### SOURCE DOCUMENT
Hope for the New Year: The Past Does Not Predict the Future

All stock promotions include this caution, “Past performance is no indication of future performance.” Today’s hot stocks can be worthless tomorrow, because no one can predict the future. Neither the stock market nor the weather can be predicted with certainty, and none of us can know for sure where we will be next year.

The only constant in life is change. I grew up during the 1960s, a time of great social change. Blacks, women and gays were marching for their rights. Workers were winning higher wages and benefits. America was being defeated in Vietnam. Yugoslavia was intact. Germany was divided. And computers were found only in science labs.

Just a few decades later, the world has changed dramatically, and so have people’s expectations. My parents expected me to have a better life than they had. I do not expect my children to do as well as I have done. I entered adulthood with great hope for the future. My grandchildren wonder if the world will last long enough for them to have children.

### INFORMATION SHOWN

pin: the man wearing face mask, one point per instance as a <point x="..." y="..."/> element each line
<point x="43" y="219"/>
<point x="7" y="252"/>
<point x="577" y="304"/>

### THE TASKS
(A) Transcribe the New Year essay, starting at "The only constant" and ending at "in science labs.".
(B) In the New Year essay, where were computers found during the 1960s?
(C) Summarize the New Year essay in two sentences.

### SOLUTIONS TO THE TASKS
(A)
The only constant in life is change. I grew up during the 1960s, a time of great social change. Blacks, women and gays were marching for their rights. Workers were winning higher wages and benefits. America was being defeated in Vietnam. Yugoslavia was intact. Germany was divided. And computers were found only in science labs.

(B) Only in science labs.

(C) No one can predict the future, and the only constant in life is change; stock promotions even warn that past performance is no indication of future performance. The world has changed dramatically since the writer grew up in the 1960s, and expectations have fallen: the writer entered adulthood with great hope, but the writer's grandchildren wonder if the world will last long enough for them to have children.